- [Consignes de l'exercice]
1. Répondez aux questions suivantes sur l'extrait concernant l'appel de Mme [U] [C] :
(a) À quelle date l'appel a-t-il été interjeté ?
(b) À combien s'élève le salaire moyen invoqué, et sur quelle période est-il calculé ?
(c) Quelle somme est demandée au titre de l'article 700 du Code de procédure civile ?
2. Rédigez la suite de l'extrait concernant l'appel de Mme [U] [C] après sa dernière phrase.

Vu l'appel interjeté le 15 février 2018 par Mme [Y] [U] [C] de cette décision.

Vu les conclusions des parties auxquelles il est renvoyé pour l'exposé détaillé des prétentions et moyens présentés en cause d'appel .

Aux termes de conclusions transmises le 7 septembre 2020 par voie électronique, Mme [U] [C] demande à la cour de:

- Déclarer Mme [U] [C] recevable et bien fondé en son appel et, en conséquence, réformer le jugement entrepris et statuant à nouveau:

- Constater que Mme [U] [C] a subi une sanction disciplinaire injustifiée;

- Annuler, par conséquent, la sanction prononcée le 6 octobre 2015;

- Constater que Mme [U] [C] a fait l'objet de discriminations de la part de son employeur;

- Constater que Mme [U] [C] a fait l'objet de harcèlement moral de la part de son employeur ayant donné lieu à une dégradation de ses conditions de travail;

- Constater que la société Axis Alternatives n'a pas respecté le régime de protection dont bénéficiait Mme [U] [C] au titre de sa grossesse;

- Constater que la société Axis Alternatives a décidé de licencier Mme [U] [C] en conséquence de sa demande de résiliation judiciaire de son contrat de travail;

- Déclarer nul le licenciement de Mme [U] [C];

- Constater que la société a manqué à son obligation de sécurité de résultat;

- Constater que Mme [U] [C] a été contrainte de travailler selon une convention de forfait jours illicite;

- Annuler, par conséquent, la convention de forfait jours;

En conséquence :

Constater que le salaire moyen de Mme [U] [C] s'élève à 7 503 euros bruts (moyenne des trois derniers mois);

Constater la nullité du licenciement de Mme [U] [C] et, en conséquence, condamner la société Axis Alternatives à verser à Mme [U] [C]:

- 135 054 euros de dommages et intérêts pour licenciement nul;

- 360 144 euros au titre de l'indemnité correspondant à la rémunération que Mme [U] [C] aurait dû percevoir pour la période intervenue entre le licenciement nul et la décision de la cour d'appel de Paris à parfaire;

- 22 509 euros au titre de son préavis;

- 2 250 euros au titre des congés payés sur préavis;

Subsidiairement, sur le licenciement,

- Constater le caractère sans cause réel et sérieuse du licenciement de Mme [U] [C], et en conséquence, condamner la société Axis Alternatives à lui verser:

- 135 054 euros pour licenciement sans cause réelle et sérieuse,

- 22 509 euros au titre de son préavis,

2 250 euros au titre des congés payés sur préavis.

En tout état de cause :

- Constater l'illicéité de la convention de forfait jour et, en conséquence, Condamner

la société Axis Alternatives à verser à Mme [U] [C] la somme de 197 437 euros au titre de rappel des heures supplémentaires et de 25 000 euros de dommages et intérêts pour non respect du repos obligatoire;

- Constater la nullité de la sanction prononcée à l'encontre de Mme [U] [C], et le traitement discriminatoire dont elle a fait l'objet, et condamner la société Axis Alternatives à lui verser :

- 20 000 euros de dommages et intérêts au titre de la discrimination

- 20 000 euros au titre de l'indemnité pour non-respect de l'obligation de sécurité par l'employeur;

- Condamner la société Axis Alternatives à verser à Mme [U] [C] la somme de 5 000 euros au titre de l'article 700 du Code de procédure civile;

- Assortir sa décision des intérêts au taux légal et capitalisation.

- [Entrées de données enregistrées]
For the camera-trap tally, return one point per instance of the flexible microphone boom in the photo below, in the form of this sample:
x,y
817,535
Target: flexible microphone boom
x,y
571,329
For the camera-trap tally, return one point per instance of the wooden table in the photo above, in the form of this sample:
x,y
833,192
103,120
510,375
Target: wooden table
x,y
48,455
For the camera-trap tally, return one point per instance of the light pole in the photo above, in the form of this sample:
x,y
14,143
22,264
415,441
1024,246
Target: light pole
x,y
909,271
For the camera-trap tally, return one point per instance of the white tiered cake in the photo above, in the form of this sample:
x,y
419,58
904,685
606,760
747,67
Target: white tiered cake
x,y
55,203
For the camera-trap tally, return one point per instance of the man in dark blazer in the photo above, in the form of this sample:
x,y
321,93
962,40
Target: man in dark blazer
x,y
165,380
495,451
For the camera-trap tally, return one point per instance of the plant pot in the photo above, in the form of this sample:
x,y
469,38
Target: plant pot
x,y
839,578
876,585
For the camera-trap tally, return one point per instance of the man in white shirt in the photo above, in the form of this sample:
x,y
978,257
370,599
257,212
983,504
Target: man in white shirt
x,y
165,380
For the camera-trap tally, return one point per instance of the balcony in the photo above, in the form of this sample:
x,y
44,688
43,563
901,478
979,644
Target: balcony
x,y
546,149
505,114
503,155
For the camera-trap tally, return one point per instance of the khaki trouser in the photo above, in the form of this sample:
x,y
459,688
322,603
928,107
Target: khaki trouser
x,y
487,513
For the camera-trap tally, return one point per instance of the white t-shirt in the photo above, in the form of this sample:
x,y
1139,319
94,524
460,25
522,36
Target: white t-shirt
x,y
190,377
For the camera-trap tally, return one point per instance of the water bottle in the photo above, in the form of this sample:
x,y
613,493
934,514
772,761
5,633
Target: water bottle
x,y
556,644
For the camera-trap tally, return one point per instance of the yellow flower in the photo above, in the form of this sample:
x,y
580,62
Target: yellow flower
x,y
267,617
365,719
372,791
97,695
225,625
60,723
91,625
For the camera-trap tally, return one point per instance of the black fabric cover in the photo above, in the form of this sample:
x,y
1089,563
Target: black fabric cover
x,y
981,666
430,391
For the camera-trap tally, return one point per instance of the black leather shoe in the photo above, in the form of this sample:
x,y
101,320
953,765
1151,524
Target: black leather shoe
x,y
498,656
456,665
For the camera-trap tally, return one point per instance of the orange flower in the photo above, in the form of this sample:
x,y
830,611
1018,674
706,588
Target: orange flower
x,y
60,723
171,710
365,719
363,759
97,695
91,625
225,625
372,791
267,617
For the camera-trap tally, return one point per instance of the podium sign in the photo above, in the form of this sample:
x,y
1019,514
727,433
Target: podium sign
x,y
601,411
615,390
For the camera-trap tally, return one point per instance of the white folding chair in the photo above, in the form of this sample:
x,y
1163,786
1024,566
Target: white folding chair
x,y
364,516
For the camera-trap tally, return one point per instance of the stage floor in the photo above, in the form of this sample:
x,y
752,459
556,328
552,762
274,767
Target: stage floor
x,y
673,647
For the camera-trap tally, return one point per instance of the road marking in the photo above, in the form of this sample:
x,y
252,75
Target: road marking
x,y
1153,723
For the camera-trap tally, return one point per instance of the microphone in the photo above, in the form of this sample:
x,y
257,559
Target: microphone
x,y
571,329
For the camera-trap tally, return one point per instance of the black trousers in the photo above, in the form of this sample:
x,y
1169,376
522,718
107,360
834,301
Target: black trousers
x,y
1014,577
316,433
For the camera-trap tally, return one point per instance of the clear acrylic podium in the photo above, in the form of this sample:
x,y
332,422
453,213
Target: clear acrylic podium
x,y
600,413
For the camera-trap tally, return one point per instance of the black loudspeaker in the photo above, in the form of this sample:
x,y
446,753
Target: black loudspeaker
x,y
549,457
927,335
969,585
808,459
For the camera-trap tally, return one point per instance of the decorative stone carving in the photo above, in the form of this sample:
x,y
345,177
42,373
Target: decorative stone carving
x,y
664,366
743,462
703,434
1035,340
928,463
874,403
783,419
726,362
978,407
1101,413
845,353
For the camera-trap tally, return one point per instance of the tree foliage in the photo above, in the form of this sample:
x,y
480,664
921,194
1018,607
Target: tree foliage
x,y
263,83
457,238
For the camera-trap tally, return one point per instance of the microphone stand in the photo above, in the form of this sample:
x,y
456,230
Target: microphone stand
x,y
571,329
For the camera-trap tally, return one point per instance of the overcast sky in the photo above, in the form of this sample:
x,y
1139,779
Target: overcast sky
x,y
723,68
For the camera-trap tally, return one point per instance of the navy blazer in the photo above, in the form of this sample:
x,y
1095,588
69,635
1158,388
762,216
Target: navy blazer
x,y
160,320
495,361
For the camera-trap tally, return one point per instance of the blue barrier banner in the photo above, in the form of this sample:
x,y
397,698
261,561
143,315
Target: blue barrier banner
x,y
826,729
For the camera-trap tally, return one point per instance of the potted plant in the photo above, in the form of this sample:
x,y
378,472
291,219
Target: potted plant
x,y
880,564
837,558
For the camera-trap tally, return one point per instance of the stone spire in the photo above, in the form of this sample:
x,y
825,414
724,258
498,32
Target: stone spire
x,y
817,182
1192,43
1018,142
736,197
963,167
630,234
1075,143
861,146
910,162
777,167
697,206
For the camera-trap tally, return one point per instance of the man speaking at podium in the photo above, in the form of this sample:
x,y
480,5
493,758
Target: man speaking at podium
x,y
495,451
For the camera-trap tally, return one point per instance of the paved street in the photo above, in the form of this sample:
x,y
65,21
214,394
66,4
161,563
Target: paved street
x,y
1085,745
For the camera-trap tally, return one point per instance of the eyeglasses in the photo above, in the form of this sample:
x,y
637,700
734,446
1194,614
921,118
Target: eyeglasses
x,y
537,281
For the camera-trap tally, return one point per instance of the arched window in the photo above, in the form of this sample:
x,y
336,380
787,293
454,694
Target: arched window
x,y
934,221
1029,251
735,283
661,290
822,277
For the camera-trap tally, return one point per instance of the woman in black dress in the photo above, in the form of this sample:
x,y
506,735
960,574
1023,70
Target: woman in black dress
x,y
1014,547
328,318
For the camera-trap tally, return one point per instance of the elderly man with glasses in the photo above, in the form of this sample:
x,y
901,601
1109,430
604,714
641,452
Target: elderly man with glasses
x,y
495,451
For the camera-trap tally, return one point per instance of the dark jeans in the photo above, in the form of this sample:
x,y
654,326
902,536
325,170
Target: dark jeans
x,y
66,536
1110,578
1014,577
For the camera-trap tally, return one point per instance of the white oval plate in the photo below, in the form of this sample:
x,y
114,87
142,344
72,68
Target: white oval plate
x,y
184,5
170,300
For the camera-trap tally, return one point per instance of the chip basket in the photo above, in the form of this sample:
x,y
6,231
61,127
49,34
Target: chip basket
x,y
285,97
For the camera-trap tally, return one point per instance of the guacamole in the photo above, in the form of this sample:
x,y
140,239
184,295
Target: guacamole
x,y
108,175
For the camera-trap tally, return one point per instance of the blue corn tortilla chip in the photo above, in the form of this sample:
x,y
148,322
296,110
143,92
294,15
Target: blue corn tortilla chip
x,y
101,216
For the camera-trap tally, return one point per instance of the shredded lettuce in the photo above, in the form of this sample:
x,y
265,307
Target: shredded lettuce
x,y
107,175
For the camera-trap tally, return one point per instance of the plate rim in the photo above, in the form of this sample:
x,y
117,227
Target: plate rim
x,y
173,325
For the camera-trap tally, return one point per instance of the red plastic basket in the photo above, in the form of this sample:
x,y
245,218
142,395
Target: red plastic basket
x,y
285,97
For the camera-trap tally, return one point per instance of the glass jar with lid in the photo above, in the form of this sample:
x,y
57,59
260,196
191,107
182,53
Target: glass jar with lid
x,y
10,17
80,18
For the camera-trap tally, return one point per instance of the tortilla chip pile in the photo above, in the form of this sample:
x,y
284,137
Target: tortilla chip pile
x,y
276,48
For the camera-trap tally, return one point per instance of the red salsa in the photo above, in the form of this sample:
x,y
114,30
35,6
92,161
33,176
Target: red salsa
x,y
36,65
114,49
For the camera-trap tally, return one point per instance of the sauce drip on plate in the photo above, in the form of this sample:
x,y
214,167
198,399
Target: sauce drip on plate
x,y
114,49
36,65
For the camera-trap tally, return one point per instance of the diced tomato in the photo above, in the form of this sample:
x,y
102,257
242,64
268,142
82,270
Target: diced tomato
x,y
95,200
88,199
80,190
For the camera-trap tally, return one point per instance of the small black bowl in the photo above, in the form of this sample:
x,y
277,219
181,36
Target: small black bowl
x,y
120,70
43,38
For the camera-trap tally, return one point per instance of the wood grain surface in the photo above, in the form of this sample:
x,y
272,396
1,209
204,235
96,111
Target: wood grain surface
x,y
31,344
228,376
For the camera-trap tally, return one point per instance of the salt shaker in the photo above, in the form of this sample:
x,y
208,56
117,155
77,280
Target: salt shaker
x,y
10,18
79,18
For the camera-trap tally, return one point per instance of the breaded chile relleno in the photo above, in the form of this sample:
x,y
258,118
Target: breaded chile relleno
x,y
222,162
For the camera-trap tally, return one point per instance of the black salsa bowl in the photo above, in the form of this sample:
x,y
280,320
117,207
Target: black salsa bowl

- [Réponses par item]
1.
(a) Le 15 février 2018.
(b) 7 503 euros bruts, en moyenne sur les trois derniers mois.
(c) 5 000 euros.

2.
Aux termes de conclusions transmises le 7 septembre 2020 par voie électronique, la société Axis Alternatives demande à la cour de:

«'Sur le bien-fondé de la rupture amiable du contrat de travail de Mme [U] [C] pour motif économique'»:

- Infirmer le jugement de première instance en ce qu'il a considéré le licenciement de Mme [U] [C] dépourvu de cause réelle et sérieuse;

- Confirmer le jugement de première instance en ce qu'il a constaté que la Société avait recherché des possibilités de reclassement pour Mme [U] [C];

Et jugeant à nouveau:

- Dire et juger le licenciement de Mme [U] [C] parfaitement justifié par une cause réelle et sérieuse;

«'Sur la validité de la rupture amiable du contrat de travail de Mme [U] [C]'»

- Confirmer le jugement de première instance en ce qu'il a débouté Mme [U] [C] de sa demande en annulation de son licenciement pour motif discriminatoire lié à son état de grossesse;

- Confirmer le jugement de première instance en ce qu'il a débouté Mme [U] [C] de sa demande en annulation de son licenciement pour motif lié à son action en justice;

Confirmer le jugement de première instance en ce qu'il a débouté Mme [U] [C] de ses demandes indemnitaires au titre de son prétendu licenciement nul.

«'Sur le rejet des demandes indemnitaires formulées par Mme [U] [C] au titre de la rupture de son contrat de travail'»:

- Confirmer le jugement de première instance en ce qu'il a débouté Mme [U] [C] de l'ensemble de ses demandes indemnitaires au titre de la prétendue nullité de son licenciement;

- Infirmer le jugement de première instance en ce qu'il a condamné la société Axis Alternatives à verser à Mme [U] [C] 50 000 euros au titre de l'indemnité pour licenciement sans cause réelle et sérieuse.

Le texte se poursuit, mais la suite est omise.